▸ Given exercise 1
Write out the part of the passage on Bitcoin and blockchain technology starting at "Meantime, the blockchain" and ending at "transferring virtual money.".
▸ Given exercise 2
Extend the passage on Bitcoin and blockchain technology past its last sentence.

▸ Document passage

·····

To be sure, Bitcoin has a long way to go. The total value of bitcoins is still a little more than $6 billion, a rounding error in the multitrillion-dollar currency markets.
As a decentralized digital currency that uses peer-to-peer technology to operate without a central authority, bitcoin potentially has a large effect on the international money exchange and transmission business now dominated by big banks and players such as PayPal and Western Union.
Meantime, the blockchain technology has even wider applications.
The blockchain is a giant ledger, or spreadsheet, that anyone with an Internet connection can access. However, its entries can't be changed, only added to, allowing transactions to be tracked permanently and theoretically enabling the low-cost, verified exchange of a wide range of assets.
A startup, OneName, has garnered attention with technology that aims to allow users to claim a single, secure identity that can be used across the Internet.
This year, the Nasdaq Stock Market launched a pilot ledger, known as Nasdaq Linq, using the blockchain to keep track of and transfer the securities of non-public companies. Adam Ludwin, chief executive of Chain.com, which is providing blockchain technology for the exchange, said the idea was a natural extension to tracking and transferring virtual money.
"What we're saying is, why shouldn't other assets function this way?" he said.
A report released Wednesday said that major banks could start using blockchain technology to track syndicated loans as early as next year. The report, by New York research firm Tabb Group, said the use of the blockchain for such complex tasks as securities trading is probably a decade away but the potential for the technology is nonetheless far-reaching.

·····

▸ Raw data
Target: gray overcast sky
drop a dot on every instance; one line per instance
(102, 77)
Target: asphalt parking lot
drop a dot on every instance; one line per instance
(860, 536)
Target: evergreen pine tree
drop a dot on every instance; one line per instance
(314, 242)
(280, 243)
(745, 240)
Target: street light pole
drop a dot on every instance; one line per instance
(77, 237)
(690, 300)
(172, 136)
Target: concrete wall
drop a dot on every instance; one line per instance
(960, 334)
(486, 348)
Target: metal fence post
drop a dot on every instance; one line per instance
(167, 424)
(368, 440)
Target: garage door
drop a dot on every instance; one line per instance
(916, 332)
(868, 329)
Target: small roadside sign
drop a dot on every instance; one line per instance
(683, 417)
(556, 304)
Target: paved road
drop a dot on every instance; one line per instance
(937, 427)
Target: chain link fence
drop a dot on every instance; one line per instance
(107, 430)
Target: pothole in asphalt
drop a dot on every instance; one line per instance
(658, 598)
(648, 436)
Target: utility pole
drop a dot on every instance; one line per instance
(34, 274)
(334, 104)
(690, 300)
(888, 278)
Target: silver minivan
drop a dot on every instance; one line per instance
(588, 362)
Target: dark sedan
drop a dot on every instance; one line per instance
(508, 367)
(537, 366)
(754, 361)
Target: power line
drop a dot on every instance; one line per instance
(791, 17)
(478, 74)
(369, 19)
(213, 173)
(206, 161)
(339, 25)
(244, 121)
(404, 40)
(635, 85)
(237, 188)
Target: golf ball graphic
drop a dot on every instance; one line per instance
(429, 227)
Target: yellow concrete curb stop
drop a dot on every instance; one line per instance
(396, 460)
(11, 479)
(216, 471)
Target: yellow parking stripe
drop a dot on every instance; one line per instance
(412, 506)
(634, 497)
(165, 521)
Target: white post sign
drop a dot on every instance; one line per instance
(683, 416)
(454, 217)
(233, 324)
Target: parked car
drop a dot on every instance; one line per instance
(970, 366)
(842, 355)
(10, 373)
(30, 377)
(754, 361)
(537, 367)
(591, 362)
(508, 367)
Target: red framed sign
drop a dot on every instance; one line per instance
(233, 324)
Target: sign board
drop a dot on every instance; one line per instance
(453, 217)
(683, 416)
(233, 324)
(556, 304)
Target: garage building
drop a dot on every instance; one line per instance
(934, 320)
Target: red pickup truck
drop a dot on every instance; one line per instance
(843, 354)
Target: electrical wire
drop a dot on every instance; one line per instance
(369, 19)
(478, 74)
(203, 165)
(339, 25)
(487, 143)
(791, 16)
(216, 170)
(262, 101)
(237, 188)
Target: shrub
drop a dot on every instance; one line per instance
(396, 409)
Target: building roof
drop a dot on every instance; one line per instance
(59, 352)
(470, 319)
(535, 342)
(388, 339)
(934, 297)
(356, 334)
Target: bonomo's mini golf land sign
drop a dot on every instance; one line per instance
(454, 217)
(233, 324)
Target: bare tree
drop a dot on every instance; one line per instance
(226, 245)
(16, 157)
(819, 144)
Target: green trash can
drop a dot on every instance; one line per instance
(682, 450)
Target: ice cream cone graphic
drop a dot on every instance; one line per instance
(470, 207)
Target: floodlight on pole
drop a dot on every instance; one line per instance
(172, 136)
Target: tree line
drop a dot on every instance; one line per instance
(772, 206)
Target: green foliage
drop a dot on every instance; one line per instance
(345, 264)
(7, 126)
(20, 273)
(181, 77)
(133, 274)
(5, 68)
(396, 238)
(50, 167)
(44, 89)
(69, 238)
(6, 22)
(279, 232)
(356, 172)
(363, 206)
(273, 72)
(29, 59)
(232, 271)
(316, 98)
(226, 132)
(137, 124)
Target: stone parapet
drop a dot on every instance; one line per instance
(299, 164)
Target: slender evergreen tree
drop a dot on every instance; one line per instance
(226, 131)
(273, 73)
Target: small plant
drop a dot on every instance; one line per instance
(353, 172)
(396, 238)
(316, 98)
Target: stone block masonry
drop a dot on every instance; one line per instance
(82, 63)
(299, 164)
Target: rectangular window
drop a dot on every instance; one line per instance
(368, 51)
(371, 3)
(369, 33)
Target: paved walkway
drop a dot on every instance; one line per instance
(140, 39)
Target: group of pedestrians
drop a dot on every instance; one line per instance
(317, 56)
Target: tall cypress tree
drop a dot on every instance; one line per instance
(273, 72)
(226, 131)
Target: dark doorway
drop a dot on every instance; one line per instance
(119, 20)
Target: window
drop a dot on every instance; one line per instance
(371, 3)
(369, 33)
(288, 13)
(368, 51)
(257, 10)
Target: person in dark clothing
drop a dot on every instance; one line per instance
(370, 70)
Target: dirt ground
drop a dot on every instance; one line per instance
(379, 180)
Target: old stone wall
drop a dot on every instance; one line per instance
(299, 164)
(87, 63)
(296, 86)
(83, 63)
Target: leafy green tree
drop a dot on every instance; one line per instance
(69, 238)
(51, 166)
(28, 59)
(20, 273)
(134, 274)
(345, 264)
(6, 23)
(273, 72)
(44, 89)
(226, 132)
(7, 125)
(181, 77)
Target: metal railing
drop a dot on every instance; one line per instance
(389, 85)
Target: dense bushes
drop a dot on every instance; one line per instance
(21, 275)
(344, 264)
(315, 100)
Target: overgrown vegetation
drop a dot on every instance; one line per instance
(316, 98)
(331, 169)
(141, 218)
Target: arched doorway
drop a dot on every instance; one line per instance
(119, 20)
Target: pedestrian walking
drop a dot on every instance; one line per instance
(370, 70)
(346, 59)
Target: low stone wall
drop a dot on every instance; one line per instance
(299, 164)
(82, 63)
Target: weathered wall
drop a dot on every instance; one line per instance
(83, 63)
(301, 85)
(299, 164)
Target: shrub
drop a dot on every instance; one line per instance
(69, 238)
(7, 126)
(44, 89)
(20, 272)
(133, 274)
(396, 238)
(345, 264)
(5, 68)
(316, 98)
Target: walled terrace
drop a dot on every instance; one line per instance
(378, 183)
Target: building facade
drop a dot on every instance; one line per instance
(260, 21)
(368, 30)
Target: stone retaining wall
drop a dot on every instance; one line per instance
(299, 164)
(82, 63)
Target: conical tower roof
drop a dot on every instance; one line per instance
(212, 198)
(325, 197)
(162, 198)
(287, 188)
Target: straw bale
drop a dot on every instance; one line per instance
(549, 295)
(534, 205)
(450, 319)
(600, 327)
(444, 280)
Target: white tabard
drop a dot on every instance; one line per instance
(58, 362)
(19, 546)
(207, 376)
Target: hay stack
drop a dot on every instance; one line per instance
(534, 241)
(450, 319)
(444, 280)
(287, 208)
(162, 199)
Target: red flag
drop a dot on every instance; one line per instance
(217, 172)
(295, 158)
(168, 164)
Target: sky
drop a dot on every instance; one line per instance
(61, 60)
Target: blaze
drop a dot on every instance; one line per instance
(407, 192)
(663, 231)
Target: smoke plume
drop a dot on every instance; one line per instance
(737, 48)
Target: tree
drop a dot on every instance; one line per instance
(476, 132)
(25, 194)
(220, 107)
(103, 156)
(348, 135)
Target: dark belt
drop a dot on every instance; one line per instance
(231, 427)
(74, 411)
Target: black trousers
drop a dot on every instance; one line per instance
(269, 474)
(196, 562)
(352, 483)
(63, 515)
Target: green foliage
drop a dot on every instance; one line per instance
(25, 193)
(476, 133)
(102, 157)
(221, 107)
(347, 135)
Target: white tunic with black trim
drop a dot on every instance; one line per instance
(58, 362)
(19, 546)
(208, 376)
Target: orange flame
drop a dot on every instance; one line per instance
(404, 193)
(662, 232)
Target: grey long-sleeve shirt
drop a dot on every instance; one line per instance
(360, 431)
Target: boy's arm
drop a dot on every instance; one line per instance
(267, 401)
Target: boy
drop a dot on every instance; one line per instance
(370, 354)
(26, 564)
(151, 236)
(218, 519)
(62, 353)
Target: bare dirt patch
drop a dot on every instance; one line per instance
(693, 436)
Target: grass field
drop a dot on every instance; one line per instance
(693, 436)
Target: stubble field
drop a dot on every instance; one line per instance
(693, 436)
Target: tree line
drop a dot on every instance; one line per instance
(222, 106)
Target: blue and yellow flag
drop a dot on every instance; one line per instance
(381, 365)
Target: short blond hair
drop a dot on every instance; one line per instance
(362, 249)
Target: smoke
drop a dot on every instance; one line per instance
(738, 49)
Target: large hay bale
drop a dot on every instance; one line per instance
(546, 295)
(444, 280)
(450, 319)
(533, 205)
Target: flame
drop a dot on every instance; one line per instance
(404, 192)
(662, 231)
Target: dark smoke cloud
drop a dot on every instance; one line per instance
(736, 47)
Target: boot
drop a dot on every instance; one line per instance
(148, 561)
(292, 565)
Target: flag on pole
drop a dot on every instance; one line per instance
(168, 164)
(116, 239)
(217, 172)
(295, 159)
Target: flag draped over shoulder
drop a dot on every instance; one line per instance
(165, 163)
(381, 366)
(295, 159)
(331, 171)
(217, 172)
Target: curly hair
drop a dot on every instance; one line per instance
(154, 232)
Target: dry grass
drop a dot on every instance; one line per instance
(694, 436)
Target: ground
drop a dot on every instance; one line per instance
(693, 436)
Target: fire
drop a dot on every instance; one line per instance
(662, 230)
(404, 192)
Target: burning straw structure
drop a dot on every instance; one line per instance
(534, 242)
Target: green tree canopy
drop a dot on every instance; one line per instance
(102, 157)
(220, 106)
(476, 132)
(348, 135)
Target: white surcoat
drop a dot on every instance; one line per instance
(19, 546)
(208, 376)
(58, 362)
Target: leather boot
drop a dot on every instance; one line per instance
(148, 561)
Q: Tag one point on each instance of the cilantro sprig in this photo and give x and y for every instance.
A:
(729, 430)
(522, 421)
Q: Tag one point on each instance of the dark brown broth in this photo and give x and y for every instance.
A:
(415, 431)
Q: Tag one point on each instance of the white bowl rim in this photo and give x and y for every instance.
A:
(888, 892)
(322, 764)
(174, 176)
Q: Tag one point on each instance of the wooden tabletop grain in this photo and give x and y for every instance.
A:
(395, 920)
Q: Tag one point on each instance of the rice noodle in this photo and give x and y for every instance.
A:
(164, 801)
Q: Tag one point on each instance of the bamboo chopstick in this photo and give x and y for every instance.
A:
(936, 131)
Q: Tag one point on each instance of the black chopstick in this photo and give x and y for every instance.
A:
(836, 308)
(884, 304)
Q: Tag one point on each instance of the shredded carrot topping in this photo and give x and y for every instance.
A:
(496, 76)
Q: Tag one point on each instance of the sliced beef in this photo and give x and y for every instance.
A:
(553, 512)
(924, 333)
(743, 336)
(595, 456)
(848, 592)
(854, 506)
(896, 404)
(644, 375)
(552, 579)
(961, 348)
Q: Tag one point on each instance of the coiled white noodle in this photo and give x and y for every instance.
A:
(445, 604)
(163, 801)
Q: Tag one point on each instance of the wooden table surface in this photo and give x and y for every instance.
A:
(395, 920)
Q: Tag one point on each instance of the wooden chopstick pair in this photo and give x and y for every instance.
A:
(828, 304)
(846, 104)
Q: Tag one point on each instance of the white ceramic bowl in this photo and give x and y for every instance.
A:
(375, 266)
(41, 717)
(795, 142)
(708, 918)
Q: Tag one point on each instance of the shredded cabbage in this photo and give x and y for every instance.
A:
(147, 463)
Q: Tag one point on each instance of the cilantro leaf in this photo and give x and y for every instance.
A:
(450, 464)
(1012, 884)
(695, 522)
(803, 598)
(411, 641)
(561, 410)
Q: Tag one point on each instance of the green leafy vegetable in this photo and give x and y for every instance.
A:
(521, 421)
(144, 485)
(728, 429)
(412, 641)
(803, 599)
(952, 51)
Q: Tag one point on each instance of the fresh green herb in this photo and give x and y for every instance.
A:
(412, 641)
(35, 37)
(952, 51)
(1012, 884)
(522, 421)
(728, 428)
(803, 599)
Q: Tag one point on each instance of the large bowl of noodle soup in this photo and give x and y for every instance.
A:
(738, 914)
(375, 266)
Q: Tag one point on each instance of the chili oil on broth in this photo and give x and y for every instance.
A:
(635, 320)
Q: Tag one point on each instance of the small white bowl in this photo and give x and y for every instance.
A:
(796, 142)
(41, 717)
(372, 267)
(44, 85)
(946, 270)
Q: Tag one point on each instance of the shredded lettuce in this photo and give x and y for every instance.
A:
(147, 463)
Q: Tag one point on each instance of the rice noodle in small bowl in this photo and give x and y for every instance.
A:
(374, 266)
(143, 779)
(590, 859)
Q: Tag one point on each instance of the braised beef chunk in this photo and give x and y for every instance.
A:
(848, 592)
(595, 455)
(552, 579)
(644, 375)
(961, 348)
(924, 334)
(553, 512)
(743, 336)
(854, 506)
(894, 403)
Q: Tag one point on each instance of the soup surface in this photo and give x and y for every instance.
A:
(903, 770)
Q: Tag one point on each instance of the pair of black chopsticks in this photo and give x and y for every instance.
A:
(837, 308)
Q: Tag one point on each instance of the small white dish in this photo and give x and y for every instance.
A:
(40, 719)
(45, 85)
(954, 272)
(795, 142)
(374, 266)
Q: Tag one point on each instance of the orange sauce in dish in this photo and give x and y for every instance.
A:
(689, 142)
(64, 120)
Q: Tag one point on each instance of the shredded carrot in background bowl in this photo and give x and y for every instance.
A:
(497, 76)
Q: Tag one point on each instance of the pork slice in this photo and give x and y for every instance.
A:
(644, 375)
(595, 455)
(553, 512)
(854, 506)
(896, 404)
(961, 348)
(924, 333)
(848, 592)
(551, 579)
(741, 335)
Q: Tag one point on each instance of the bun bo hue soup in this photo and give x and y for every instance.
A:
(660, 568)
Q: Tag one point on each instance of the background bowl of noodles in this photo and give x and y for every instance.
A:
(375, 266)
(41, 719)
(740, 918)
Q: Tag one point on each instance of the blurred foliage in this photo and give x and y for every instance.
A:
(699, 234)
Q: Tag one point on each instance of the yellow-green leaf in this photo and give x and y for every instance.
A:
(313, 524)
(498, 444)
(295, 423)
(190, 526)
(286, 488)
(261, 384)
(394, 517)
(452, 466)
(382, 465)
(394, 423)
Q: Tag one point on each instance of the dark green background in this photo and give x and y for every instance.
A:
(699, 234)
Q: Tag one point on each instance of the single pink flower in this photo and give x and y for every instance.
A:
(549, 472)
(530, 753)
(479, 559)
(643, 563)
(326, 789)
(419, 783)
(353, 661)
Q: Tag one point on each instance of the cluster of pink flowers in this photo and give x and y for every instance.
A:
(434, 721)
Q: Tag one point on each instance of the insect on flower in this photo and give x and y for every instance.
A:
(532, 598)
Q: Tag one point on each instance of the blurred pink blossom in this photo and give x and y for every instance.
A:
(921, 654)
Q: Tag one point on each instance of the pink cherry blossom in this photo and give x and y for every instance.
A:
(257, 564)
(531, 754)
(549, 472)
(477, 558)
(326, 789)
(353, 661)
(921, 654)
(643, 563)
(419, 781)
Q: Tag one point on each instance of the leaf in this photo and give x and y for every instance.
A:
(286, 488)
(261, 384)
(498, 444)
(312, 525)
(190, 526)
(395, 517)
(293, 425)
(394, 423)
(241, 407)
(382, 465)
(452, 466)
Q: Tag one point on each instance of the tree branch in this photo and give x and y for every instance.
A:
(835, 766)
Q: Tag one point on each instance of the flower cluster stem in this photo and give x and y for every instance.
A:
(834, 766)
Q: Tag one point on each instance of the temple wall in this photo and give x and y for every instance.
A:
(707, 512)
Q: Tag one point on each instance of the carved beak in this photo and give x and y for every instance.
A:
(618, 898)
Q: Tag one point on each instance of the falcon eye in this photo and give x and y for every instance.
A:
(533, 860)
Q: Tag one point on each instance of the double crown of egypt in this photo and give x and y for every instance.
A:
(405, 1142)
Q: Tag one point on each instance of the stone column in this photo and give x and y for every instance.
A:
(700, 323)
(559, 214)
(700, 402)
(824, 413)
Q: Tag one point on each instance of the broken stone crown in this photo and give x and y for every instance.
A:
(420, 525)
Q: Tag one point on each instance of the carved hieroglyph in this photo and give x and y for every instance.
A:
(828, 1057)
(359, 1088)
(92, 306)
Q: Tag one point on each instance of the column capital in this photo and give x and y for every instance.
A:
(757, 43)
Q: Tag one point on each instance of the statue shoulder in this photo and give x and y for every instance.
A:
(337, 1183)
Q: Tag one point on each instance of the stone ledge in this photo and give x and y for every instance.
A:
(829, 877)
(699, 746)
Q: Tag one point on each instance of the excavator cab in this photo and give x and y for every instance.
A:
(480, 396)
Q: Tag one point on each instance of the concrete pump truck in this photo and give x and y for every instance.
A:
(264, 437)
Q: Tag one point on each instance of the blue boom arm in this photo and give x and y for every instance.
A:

·····

▸ Right answer 1
Meantime, the blockchain technology has even wider applications.
The blockchain is a giant ledger, or spreadsheet, that anyone with an Internet connection can access. However, its entries can't be changed, only added to, allowing transactions to be tracked permanently and theoretically enabling the low-cost, verified exchange of a wide range of assets.
A startup, OneName, has garnered attention with technology that aims to allow users to claim a single, secure identity that can be used across the Internet.
This year, the Nasdaq Stock Market launched a pilot ledger, known as Nasdaq Linq, using the blockchain to keep track of and transfer the securities of non-public companies. Adam Ludwin, chief executive of Chain.com, which is providing blockchain technology for the exchange, said the idea was a natural extension to tracking and transferring virtual money.

▸ Right answer 2
A consortium of major banks led by financial technology firm R3 is developing a framework for applying blockchain technology to capital markets. In September, the consortium added Bank of America, Citigroup, Morgan Stanley and Deutsche Bank, bringing membership to more than 20.
Meanwhile, states are positioning themselves as the most hospitable environment for bitcoin startups while protecting consumers against blowups.
New York this year issued its much-anticipated BitLicense, but then suffered a backlash amid industry complaints that the license's requirements were ambiguous and unduly onerous.
In California, Assemblyman Matt Dababneh, a Democrat, introduced a bitcoin licensing bill that has gained widespread, if not universal, industry support. The bill, which has passed the Assembly and made it to the Senate floor, is expected to brought to a vote in the next session.
A spokesman for the California Department of Business Oversight said the department is working with Dababneh and other stakeholders on the bill.
"California is the natural home of bitcoin," Dababneh said. "We want to keep it and have it flourish in our state."